### [Written instruction]
Please rewrite the listing with every "rings" changed to "loops" and everything else kept the same, omitting the pictures.

### [Data]
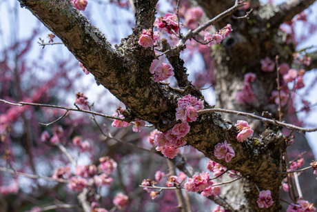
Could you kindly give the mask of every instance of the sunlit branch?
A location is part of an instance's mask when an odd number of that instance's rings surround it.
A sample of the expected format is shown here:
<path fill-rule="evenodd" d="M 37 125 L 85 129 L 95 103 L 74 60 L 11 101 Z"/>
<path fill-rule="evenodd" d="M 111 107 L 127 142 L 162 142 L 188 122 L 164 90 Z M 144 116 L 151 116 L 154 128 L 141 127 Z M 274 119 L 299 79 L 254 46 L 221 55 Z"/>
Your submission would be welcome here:
<path fill-rule="evenodd" d="M 236 110 L 227 110 L 227 109 L 221 109 L 221 108 L 211 108 L 211 109 L 205 109 L 201 110 L 197 112 L 197 114 L 204 114 L 204 113 L 214 113 L 214 112 L 219 112 L 219 113 L 225 113 L 229 114 L 234 114 L 238 115 L 243 115 L 249 118 L 253 118 L 255 119 L 258 119 L 261 121 L 262 122 L 269 123 L 272 124 L 275 124 L 280 126 L 286 127 L 287 128 L 294 130 L 298 131 L 299 133 L 305 134 L 306 132 L 314 132 L 317 131 L 317 127 L 316 128 L 303 128 L 300 126 L 296 126 L 293 124 L 286 124 L 282 122 L 276 121 L 274 119 L 270 119 L 265 118 L 262 116 L 256 115 L 252 113 L 245 113 L 245 112 L 241 112 Z"/>
<path fill-rule="evenodd" d="M 28 174 L 28 173 L 22 173 L 22 172 L 14 171 L 12 171 L 10 169 L 8 169 L 8 168 L 4 168 L 4 167 L 0 167 L 0 171 L 9 173 L 10 173 L 12 175 L 23 176 L 23 177 L 28 177 L 28 178 L 32 178 L 32 179 L 43 179 L 43 180 L 48 180 L 48 181 L 54 181 L 54 182 L 63 182 L 63 183 L 68 183 L 69 182 L 69 180 L 68 180 L 54 179 L 54 178 L 49 177 L 34 175 Z"/>

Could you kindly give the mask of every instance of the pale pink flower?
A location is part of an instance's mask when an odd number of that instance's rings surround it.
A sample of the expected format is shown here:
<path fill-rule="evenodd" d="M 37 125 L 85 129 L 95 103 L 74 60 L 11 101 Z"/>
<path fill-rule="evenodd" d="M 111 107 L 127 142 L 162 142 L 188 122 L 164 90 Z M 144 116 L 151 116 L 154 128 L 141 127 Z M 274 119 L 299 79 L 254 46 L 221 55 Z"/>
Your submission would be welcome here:
<path fill-rule="evenodd" d="M 154 81 L 159 82 L 174 75 L 173 68 L 169 64 L 162 64 L 154 71 Z"/>
<path fill-rule="evenodd" d="M 122 193 L 118 193 L 114 198 L 113 203 L 120 210 L 127 204 L 129 197 Z"/>
<path fill-rule="evenodd" d="M 154 44 L 154 41 L 152 39 L 151 35 L 141 35 L 140 39 L 138 41 L 139 44 L 142 46 L 144 48 L 152 47 Z"/>
<path fill-rule="evenodd" d="M 287 73 L 288 70 L 289 70 L 289 66 L 286 63 L 282 63 L 279 67 L 280 73 L 282 75 L 286 75 L 286 73 Z"/>
<path fill-rule="evenodd" d="M 165 157 L 173 159 L 178 153 L 178 149 L 175 148 L 174 146 L 165 146 L 161 152 Z"/>
<path fill-rule="evenodd" d="M 221 208 L 220 205 L 217 204 L 212 212 L 225 212 L 225 209 L 223 208 Z"/>
<path fill-rule="evenodd" d="M 111 174 L 116 169 L 117 164 L 113 159 L 105 156 L 99 158 L 100 164 L 98 169 L 103 171 L 107 175 Z"/>
<path fill-rule="evenodd" d="M 155 173 L 155 180 L 160 182 L 163 177 L 165 175 L 165 173 L 161 172 L 161 171 L 157 171 Z"/>
<path fill-rule="evenodd" d="M 176 124 L 173 126 L 172 132 L 178 137 L 185 137 L 190 131 L 190 126 L 187 122 Z"/>
<path fill-rule="evenodd" d="M 155 129 L 152 131 L 151 133 L 150 133 L 150 135 L 147 137 L 147 142 L 149 142 L 151 145 L 154 145 L 154 138 L 155 136 L 158 134 L 160 131 L 158 130 Z"/>
<path fill-rule="evenodd" d="M 274 70 L 275 64 L 269 59 L 269 57 L 265 57 L 260 61 L 261 64 L 261 69 L 263 71 L 272 72 Z"/>
<path fill-rule="evenodd" d="M 271 197 L 271 191 L 266 190 L 260 191 L 256 203 L 258 203 L 260 208 L 268 208 L 272 205 L 274 202 L 272 200 L 272 197 Z"/>
<path fill-rule="evenodd" d="M 132 130 L 134 132 L 141 132 L 143 127 L 145 126 L 145 122 L 144 120 L 140 120 L 139 119 L 136 118 L 134 121 L 134 125 L 132 127 Z"/>
<path fill-rule="evenodd" d="M 249 124 L 245 121 L 238 120 L 234 126 L 241 130 L 236 136 L 236 139 L 239 142 L 243 142 L 243 141 L 245 141 L 249 137 L 253 135 L 253 130 L 251 129 Z"/>
<path fill-rule="evenodd" d="M 68 183 L 68 188 L 74 191 L 81 191 L 87 186 L 88 181 L 85 178 L 72 177 Z"/>
<path fill-rule="evenodd" d="M 85 10 L 88 4 L 87 0 L 72 0 L 72 3 L 75 8 L 79 10 Z"/>
<path fill-rule="evenodd" d="M 234 149 L 230 146 L 231 144 L 227 141 L 218 143 L 214 147 L 214 155 L 219 160 L 225 158 L 225 162 L 229 162 L 232 157 L 236 156 Z"/>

### [Response for this exercise]
Could you kindly give the mask of every instance of the sunlit branch?
A location is part of an instance's mask when an odd number of that instance's loops surround it.
A sample of the expected format is shown here:
<path fill-rule="evenodd" d="M 37 125 L 85 129 L 95 103 L 74 60 L 11 101 Z"/>
<path fill-rule="evenodd" d="M 111 107 L 127 142 L 162 142 L 188 122 L 164 90 Z M 144 116 L 151 116 L 154 128 L 141 127 Z M 274 119 L 299 79 L 254 46 L 221 55 Z"/>
Your submission would be welcome here:
<path fill-rule="evenodd" d="M 236 110 L 227 110 L 227 109 L 221 109 L 221 108 L 211 108 L 211 109 L 205 109 L 201 110 L 197 112 L 197 114 L 204 114 L 204 113 L 214 113 L 214 112 L 219 112 L 219 113 L 225 113 L 229 114 L 234 114 L 238 115 L 243 115 L 249 118 L 253 118 L 255 119 L 258 119 L 261 121 L 262 122 L 269 123 L 272 124 L 275 124 L 280 126 L 286 127 L 287 128 L 294 130 L 298 131 L 299 133 L 305 134 L 306 132 L 314 132 L 317 131 L 317 127 L 316 128 L 303 128 L 300 126 L 296 126 L 293 124 L 286 124 L 282 122 L 276 121 L 274 119 L 270 119 L 265 118 L 262 116 L 256 115 L 252 113 L 245 113 L 245 112 L 241 112 Z"/>
<path fill-rule="evenodd" d="M 28 174 L 28 173 L 22 173 L 22 172 L 14 171 L 12 171 L 10 169 L 8 169 L 8 168 L 4 168 L 4 167 L 0 167 L 0 171 L 9 173 L 10 173 L 12 175 L 23 176 L 23 177 L 28 177 L 28 178 L 32 178 L 32 179 L 43 179 L 43 180 L 48 180 L 48 181 L 54 181 L 54 182 L 63 182 L 63 183 L 68 183 L 69 182 L 69 180 L 68 180 L 54 179 L 54 178 L 49 177 L 34 175 Z"/>

Could you kindly give the mask of every instance of the pale pink flower?
A location is part of an instance's mask when an odd number of that instance's loops surround it.
A sample of the expected format is shown here:
<path fill-rule="evenodd" d="M 37 125 L 85 129 L 95 103 L 74 60 L 11 101 Z"/>
<path fill-rule="evenodd" d="M 111 107 L 127 142 L 162 142 L 188 122 L 164 90 Z M 144 116 L 151 116 L 154 128 L 141 127 Z M 274 119 L 299 79 L 254 46 L 221 55 Z"/>
Your submission would be welcome here:
<path fill-rule="evenodd" d="M 154 81 L 159 82 L 174 75 L 173 68 L 169 64 L 162 64 L 154 71 Z"/>
<path fill-rule="evenodd" d="M 122 193 L 118 193 L 114 198 L 113 203 L 120 210 L 127 204 L 129 197 Z"/>
<path fill-rule="evenodd" d="M 154 44 L 154 41 L 152 39 L 151 35 L 141 35 L 140 39 L 138 41 L 139 44 L 142 46 L 144 48 L 152 47 Z"/>
<path fill-rule="evenodd" d="M 287 73 L 288 70 L 289 70 L 289 66 L 286 63 L 282 63 L 279 67 L 280 73 L 282 75 L 286 75 L 286 73 Z"/>
<path fill-rule="evenodd" d="M 165 157 L 173 159 L 178 153 L 178 149 L 175 148 L 174 146 L 165 146 L 161 152 Z"/>
<path fill-rule="evenodd" d="M 221 208 L 220 205 L 217 204 L 212 212 L 225 212 L 225 209 L 223 208 Z"/>
<path fill-rule="evenodd" d="M 111 174 L 116 169 L 117 164 L 113 159 L 105 156 L 99 158 L 100 164 L 98 169 L 103 171 L 107 175 Z"/>
<path fill-rule="evenodd" d="M 155 173 L 155 180 L 160 182 L 163 177 L 165 175 L 165 173 L 161 172 L 161 171 L 157 171 Z"/>
<path fill-rule="evenodd" d="M 176 124 L 173 126 L 172 132 L 178 137 L 185 137 L 190 131 L 190 126 L 187 122 Z"/>
<path fill-rule="evenodd" d="M 155 129 L 152 131 L 151 133 L 150 133 L 150 135 L 147 137 L 147 142 L 149 142 L 151 145 L 154 145 L 154 138 L 155 136 L 158 134 L 160 131 L 158 130 Z"/>
<path fill-rule="evenodd" d="M 274 70 L 275 64 L 269 59 L 269 57 L 265 57 L 260 61 L 261 64 L 261 69 L 263 71 L 272 72 Z"/>
<path fill-rule="evenodd" d="M 271 197 L 271 191 L 266 190 L 260 191 L 256 203 L 258 203 L 260 208 L 268 208 L 272 205 L 274 202 L 272 200 L 272 197 Z"/>
<path fill-rule="evenodd" d="M 132 130 L 134 132 L 141 132 L 143 127 L 145 126 L 145 122 L 144 120 L 140 120 L 139 119 L 136 118 L 134 121 L 134 125 L 132 127 Z"/>
<path fill-rule="evenodd" d="M 249 124 L 245 121 L 238 120 L 234 126 L 241 130 L 236 136 L 236 139 L 239 142 L 243 142 L 243 141 L 245 141 L 249 137 L 253 135 L 253 130 L 251 129 Z"/>
<path fill-rule="evenodd" d="M 68 183 L 68 188 L 74 191 L 81 191 L 87 186 L 88 181 L 85 178 L 72 177 Z"/>
<path fill-rule="evenodd" d="M 85 10 L 88 4 L 87 0 L 72 0 L 72 3 L 75 8 L 79 10 Z"/>
<path fill-rule="evenodd" d="M 234 149 L 230 146 L 231 144 L 227 141 L 218 143 L 214 147 L 214 155 L 219 160 L 225 158 L 225 162 L 229 162 L 232 157 L 236 156 Z"/>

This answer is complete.